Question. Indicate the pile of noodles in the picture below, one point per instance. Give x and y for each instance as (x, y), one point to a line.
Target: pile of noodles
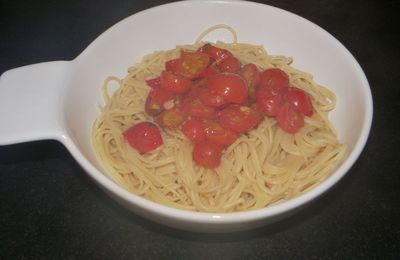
(262, 167)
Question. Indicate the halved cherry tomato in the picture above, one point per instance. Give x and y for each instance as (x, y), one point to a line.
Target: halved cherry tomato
(195, 108)
(210, 71)
(217, 134)
(290, 120)
(175, 83)
(215, 53)
(192, 64)
(230, 64)
(239, 118)
(252, 76)
(300, 101)
(155, 101)
(154, 83)
(268, 102)
(275, 79)
(211, 98)
(171, 65)
(207, 154)
(194, 130)
(144, 137)
(231, 87)
(171, 118)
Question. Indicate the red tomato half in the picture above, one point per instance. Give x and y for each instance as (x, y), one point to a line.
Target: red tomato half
(210, 71)
(211, 98)
(290, 120)
(154, 83)
(171, 65)
(275, 79)
(207, 154)
(195, 108)
(300, 101)
(175, 83)
(231, 87)
(143, 136)
(252, 76)
(192, 64)
(194, 130)
(217, 134)
(171, 118)
(239, 118)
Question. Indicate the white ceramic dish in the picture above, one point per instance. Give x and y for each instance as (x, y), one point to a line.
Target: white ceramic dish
(57, 100)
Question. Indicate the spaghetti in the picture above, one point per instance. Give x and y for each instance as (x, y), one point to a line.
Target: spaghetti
(262, 167)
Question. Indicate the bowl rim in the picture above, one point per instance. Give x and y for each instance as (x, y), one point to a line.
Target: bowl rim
(243, 216)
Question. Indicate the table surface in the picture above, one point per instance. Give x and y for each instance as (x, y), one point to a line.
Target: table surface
(50, 209)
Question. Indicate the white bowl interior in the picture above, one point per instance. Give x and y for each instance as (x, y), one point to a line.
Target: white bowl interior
(161, 28)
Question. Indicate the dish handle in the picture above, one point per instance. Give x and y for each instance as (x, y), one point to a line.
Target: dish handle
(31, 102)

━━━━━━━━━━━━━━━━

→ Instructions to follow: Repeat the material above word for word, please, apart from its images.

→ Result:
Question. Indicate the pile of noodles in the picture below, one point per instance. Give x and y for each instance as (x, y), one point to a line.
Target: pile of noodles
(262, 167)
Question. Indicate the halved cherry tomato in the picture above, one point per instance. Give x and y for each instance as (x, y), one point to a line.
Target: halved cherry tomato
(195, 108)
(210, 71)
(217, 134)
(290, 120)
(175, 83)
(215, 53)
(192, 64)
(230, 64)
(239, 118)
(252, 76)
(300, 101)
(155, 101)
(154, 83)
(268, 102)
(275, 79)
(211, 98)
(171, 65)
(207, 154)
(194, 130)
(144, 137)
(231, 87)
(171, 118)
Question. Indicate the red tomato half in the picture above, one point per instance. Give x and y for each instance as (x, y), one point to a line.
Target: red tomato half
(210, 71)
(211, 98)
(290, 120)
(154, 83)
(171, 65)
(275, 79)
(207, 154)
(195, 108)
(300, 101)
(175, 83)
(231, 87)
(143, 136)
(252, 76)
(192, 64)
(194, 130)
(217, 134)
(171, 118)
(239, 118)
Question. Indicate the white ceramic dish in the picture above, one point per instance. Give x and y for each instance as (x, y), one point to a line.
Target: white ceramic dish
(57, 100)
Question. Indicate the spaghetti in the picture above, one point per instance. Give x and y for each instance as (x, y), one point to a line.
Target: spaghetti
(262, 167)
Question. Indicate the bowl rim in the picture above, one point per instance. Give x and y for each instance as (x, y), one point to a line.
Target: bowl rim
(243, 216)
Question. Indicate the table surface in the picture above, one point per instance. Give x and y for each instance as (x, y), one point to a line.
Target: table surface
(50, 209)
Question. Indicate the white bowl interior in the picture above, one point per instance. Give x and y for each instance as (x, y), one point to a line.
Target: white bowl interior
(161, 28)
Question. Indicate the dish handle in the picture above, one point per instance. Give x and y for each instance as (x, y), one point to a line.
Target: dish handle
(31, 102)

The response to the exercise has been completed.